***** Excerto
Tecnologia

Com Meg Whitman, HP quer voltar a crescer

Uma das empresas mais inovadoras do mundo, HP perdeu em um ano quase metade do seu valor de mercado

Companhia foi a primeira a ultrapassar a barreira dos 100 bilhões de dólares de faturamento, em 2007 (Justin Sullivan/Getty Images)

Companhia foi a primeira a ultrapassar a barreira dos 100 bilhões de dólares de faturamento, em 2007 (Justin Sullivan/Getty Images)

DR

Da Redação

Publicado em 13 de dezembro de 2011 às 11h24.

São Paulo - Sinônimo de inovação e precursora da onda high-tech do vale do Silício, a HP foi criada em uma garagem por dois engenheiros recém-formados na Universidade Stanford. William Hewlet e David Packard fundaram a Hewlet-Packard em 1939, com um investimento inicial de 538 dólares.

Da bancada da garagem perto de Palo Alto, na Califórnia, região que anos depois se transformaria no berço do Vale do Silício, saiu o primeiro produto de sucesso da empresa: um oscilador de áudio usado para testes de som. Nos 72 anos que se seguiram, a HP expandiu seu ramo de atuação, comprou diversas empresas, tornou-se líder no mercado de computadores pessoais, investiu em serviços e sistemas corporativos. Tudo isso a transformou numa das gigantes do mundo da tecnologia e, em 2007, foi a primeira a ultrapassar a barreira dos 100 bilhões de dólares de faturamento. Mas esses tempos de glória ficaram no passado. Nos últimos anos, a HP fez aquisições desastrosas, perdeu a mão na gestão e enfrentou uma dança das cadeiras na presidência, por onde passaram três executivos em cerca de dois anos e meio. O resultado pode ser medido em seu valor de mercado. Em meados de outubro, a HP valia cerca de 50 bilhões de dólares, metade do registrado em agosto de 2010.
**********
→ Instrução A
Com base no excerto sobre a HP, responda:
(i) Em que ano William Hewlet e David Packard fundaram a empresa?
(ii) Qual foi o primeiro produto de sucesso da companhia?
(iii) Quanto a HP valia em meados de outubro?
→ Instrução B
Retome o excerto sobre a HP a partir do ponto em que ele termina.
Os dados apresentados adiante constituem material à parte, sem relação com o excerto.
***** Dados armazenados
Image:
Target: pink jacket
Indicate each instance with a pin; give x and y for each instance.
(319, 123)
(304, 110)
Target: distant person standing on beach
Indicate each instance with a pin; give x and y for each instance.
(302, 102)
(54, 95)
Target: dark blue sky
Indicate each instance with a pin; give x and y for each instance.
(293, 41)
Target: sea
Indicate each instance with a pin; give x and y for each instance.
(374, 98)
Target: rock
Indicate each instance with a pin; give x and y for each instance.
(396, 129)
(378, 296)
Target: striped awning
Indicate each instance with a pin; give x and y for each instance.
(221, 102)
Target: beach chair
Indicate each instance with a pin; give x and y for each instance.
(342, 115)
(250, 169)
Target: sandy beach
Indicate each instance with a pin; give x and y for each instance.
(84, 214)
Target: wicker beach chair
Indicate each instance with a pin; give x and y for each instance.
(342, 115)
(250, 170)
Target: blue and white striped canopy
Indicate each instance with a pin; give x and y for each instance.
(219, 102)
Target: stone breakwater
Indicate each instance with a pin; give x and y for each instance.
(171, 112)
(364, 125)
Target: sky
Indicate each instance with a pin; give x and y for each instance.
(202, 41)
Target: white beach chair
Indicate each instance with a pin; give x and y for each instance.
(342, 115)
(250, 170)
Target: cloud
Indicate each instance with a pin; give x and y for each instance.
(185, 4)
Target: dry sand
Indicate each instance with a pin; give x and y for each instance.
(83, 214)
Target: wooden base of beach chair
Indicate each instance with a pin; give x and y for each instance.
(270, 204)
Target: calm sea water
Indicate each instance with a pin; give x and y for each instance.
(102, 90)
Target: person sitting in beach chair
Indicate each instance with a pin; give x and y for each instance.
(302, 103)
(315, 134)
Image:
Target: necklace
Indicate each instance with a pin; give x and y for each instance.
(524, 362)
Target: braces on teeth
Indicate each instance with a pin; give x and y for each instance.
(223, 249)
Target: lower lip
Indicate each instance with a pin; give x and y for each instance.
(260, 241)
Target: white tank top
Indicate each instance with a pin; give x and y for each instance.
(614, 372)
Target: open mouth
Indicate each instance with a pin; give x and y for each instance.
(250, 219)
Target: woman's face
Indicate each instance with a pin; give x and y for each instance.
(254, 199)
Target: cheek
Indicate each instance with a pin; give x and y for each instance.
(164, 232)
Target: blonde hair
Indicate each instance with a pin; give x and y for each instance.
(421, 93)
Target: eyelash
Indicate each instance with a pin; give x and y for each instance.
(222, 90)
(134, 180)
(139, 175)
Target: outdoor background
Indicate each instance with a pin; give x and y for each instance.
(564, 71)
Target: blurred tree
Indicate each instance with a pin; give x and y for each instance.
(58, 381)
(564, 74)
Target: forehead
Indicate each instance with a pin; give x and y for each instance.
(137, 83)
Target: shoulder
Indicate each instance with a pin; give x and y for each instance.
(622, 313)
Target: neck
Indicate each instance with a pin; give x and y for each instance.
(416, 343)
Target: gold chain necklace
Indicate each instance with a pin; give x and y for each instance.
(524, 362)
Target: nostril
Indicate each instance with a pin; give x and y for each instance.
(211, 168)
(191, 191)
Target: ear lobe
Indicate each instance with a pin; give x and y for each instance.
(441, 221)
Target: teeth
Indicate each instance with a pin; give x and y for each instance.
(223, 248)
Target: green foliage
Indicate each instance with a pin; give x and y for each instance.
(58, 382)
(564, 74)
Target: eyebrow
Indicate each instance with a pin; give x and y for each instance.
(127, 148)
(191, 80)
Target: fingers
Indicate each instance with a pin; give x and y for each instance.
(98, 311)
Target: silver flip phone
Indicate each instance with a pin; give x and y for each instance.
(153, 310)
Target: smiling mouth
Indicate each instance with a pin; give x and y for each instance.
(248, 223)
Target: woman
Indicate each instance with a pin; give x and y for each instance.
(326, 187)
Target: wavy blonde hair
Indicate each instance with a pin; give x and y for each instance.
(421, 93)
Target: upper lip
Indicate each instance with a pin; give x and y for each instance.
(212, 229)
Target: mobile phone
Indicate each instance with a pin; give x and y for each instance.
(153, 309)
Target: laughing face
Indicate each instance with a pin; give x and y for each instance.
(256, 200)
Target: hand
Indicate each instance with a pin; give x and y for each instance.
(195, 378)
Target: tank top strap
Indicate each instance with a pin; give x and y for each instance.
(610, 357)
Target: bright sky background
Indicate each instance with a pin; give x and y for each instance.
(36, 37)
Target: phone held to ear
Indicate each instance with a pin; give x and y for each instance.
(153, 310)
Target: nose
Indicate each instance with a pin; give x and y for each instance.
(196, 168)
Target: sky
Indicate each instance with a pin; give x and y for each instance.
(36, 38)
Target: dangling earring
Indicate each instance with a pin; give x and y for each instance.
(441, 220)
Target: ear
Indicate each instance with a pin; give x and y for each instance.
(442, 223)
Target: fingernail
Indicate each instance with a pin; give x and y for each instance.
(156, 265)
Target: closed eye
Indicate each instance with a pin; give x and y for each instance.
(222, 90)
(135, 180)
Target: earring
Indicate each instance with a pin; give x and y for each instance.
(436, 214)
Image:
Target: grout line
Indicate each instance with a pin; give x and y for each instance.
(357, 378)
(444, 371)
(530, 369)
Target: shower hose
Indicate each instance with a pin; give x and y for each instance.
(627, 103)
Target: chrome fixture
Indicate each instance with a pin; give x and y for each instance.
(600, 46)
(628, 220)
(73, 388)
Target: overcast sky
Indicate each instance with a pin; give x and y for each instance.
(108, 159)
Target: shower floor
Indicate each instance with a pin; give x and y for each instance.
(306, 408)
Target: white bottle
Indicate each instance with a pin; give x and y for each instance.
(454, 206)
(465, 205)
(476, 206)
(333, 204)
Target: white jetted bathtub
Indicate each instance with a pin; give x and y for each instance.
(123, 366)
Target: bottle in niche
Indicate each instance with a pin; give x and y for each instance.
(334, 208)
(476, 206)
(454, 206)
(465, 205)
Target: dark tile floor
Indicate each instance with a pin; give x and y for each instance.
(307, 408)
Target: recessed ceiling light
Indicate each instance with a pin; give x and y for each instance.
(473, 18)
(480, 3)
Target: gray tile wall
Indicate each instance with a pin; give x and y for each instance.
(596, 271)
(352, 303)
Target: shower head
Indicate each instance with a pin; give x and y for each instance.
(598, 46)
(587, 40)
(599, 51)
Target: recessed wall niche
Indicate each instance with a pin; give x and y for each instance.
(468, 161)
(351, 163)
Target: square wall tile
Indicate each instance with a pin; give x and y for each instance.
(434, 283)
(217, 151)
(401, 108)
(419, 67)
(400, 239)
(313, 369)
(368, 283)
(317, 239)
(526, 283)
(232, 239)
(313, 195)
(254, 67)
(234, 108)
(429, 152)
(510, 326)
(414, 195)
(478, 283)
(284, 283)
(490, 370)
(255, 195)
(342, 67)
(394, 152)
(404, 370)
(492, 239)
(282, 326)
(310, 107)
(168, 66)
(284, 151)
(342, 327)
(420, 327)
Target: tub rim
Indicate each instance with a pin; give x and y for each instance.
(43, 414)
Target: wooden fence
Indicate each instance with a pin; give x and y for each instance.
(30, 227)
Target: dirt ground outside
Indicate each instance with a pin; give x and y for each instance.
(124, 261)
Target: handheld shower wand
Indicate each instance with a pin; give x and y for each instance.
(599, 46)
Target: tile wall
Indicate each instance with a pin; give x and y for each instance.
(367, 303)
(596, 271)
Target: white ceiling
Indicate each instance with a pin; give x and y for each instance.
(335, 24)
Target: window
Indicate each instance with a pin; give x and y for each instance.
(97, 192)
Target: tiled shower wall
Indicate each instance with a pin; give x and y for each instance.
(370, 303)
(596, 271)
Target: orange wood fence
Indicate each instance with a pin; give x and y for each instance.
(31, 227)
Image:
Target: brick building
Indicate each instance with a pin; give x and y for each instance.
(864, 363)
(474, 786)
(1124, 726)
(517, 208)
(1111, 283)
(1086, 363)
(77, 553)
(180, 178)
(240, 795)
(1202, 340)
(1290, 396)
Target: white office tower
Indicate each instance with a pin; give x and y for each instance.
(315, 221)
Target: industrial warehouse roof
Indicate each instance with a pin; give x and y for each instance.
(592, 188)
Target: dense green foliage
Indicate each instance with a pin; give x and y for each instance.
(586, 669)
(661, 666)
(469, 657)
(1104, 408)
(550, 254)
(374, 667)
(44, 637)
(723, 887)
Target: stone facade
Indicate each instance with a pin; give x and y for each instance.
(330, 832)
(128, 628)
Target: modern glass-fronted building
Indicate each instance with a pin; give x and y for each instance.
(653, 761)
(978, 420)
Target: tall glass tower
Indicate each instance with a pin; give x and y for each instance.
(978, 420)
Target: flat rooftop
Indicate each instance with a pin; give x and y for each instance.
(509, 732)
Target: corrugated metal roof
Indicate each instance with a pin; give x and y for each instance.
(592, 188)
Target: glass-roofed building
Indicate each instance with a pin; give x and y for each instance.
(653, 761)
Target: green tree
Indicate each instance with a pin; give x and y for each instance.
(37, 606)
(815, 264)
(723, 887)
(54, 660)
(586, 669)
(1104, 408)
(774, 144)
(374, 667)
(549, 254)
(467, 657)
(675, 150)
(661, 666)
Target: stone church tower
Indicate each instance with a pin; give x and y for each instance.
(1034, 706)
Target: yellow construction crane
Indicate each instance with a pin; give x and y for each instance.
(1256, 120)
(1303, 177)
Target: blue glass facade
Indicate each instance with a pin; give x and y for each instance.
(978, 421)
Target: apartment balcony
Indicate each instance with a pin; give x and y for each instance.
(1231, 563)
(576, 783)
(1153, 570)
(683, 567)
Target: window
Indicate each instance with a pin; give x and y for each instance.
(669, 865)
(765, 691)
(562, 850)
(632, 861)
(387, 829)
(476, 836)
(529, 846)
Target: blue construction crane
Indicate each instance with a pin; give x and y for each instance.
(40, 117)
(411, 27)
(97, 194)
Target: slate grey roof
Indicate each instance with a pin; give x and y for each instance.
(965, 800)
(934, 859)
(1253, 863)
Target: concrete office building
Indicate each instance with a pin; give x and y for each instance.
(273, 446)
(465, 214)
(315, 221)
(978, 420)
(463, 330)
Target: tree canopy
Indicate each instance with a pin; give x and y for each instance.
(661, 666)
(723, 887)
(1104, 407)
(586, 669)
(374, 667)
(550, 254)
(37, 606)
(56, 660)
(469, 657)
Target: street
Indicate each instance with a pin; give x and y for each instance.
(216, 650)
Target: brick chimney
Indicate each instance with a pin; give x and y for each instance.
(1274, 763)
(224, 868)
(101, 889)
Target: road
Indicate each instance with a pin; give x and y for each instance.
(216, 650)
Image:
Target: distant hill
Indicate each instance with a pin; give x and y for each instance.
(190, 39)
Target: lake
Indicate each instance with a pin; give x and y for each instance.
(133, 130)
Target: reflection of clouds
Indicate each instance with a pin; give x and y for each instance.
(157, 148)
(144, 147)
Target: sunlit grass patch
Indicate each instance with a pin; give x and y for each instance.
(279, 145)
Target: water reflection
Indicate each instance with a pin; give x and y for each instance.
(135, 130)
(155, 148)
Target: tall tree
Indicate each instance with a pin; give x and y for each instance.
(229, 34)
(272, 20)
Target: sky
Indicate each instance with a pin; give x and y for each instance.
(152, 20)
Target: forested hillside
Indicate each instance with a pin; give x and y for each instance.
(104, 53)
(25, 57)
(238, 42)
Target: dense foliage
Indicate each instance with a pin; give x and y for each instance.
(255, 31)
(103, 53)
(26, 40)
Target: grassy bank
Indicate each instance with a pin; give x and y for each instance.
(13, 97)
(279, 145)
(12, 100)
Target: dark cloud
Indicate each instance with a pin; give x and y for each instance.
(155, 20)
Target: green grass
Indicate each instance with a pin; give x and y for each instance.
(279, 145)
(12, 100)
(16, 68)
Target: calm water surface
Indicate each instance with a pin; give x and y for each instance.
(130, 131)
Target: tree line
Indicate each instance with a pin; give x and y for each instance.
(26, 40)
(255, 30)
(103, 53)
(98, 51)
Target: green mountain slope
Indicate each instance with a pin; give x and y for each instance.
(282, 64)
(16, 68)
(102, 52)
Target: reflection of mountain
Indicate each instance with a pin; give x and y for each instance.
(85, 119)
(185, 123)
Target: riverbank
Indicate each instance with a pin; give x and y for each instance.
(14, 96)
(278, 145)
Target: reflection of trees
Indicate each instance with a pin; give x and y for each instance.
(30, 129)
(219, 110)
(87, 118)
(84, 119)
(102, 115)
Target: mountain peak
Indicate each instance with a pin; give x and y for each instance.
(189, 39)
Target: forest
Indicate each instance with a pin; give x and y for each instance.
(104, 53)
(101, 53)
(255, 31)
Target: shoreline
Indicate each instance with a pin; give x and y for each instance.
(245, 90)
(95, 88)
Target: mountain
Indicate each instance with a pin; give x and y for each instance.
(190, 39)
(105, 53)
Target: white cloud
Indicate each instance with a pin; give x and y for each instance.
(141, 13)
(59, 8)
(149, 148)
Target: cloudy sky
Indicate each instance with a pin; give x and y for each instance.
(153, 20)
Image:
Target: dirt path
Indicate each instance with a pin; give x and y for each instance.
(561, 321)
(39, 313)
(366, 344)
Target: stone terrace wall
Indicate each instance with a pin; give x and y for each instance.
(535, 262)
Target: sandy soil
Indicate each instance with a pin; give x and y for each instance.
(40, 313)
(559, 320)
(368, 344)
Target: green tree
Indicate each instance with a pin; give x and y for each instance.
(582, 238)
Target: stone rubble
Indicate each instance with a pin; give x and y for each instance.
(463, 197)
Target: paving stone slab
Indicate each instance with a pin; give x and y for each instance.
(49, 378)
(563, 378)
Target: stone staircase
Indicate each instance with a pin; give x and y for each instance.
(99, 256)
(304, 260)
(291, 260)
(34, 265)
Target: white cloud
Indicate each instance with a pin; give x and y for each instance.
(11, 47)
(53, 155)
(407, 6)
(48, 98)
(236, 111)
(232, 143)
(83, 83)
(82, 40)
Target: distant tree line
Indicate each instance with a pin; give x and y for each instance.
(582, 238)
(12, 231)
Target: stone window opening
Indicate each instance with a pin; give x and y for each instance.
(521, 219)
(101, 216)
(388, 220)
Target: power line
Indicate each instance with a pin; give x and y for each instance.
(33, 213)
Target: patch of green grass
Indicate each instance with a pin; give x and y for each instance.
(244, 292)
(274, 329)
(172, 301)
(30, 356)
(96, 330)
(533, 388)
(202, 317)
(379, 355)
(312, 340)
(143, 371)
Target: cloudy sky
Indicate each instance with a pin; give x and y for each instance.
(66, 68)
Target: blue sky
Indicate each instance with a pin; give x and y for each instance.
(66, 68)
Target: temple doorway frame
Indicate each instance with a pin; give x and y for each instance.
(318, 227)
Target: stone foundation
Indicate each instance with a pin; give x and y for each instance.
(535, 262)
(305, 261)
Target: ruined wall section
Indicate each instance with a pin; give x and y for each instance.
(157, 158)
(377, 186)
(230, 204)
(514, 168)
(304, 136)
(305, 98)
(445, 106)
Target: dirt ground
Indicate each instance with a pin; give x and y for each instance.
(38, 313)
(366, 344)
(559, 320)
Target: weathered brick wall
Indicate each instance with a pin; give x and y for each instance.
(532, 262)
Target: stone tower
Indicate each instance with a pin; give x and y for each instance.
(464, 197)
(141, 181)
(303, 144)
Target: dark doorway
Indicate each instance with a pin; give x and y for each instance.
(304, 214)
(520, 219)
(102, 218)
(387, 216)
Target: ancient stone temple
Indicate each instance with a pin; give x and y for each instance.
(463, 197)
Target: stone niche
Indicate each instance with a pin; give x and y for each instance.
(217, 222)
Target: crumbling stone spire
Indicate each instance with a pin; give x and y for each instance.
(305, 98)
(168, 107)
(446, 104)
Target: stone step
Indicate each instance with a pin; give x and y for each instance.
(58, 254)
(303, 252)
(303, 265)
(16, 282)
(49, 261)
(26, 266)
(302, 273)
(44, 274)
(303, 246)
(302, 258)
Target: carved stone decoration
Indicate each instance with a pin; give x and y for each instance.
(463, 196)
**********
→ Resposta A
(i) Em 1939.
(ii) Um oscilador de áudio usado para testes de som.
(iii) Cerca de 50 bilhões de dólares, metade do valor registrado em agosto de 2010.

→ Resposta B
A mais nova candidata à difícil missão de reverter essa situação é Meg Whitman, 55 anos, alçada ao posto de CEO em 22 de setembro. Ela substitui o alemão Léo Apotheker, demitido após dez meses no cargo. Meg não é uma novata no mundo dos negócios nem uma cara nova na HP. Desde janeiro, ela faz parte do conselho da empresa. Durante dez anos foi presidente do site de comércio eletrônico eBay. Quando assumiu, em 1998, o site tinha apenas 30 funcionários e faturava 4 milhões de dólares. Ao sair, em 2008, deixou 15 mil funcionários e faturamento de 8 bilhões de dólares. Meg tem boas e más experiências com aquisições. Em 2002, comandou a compra do sistema de pagamentos online PayPal, que ajudou o eBay a crescer.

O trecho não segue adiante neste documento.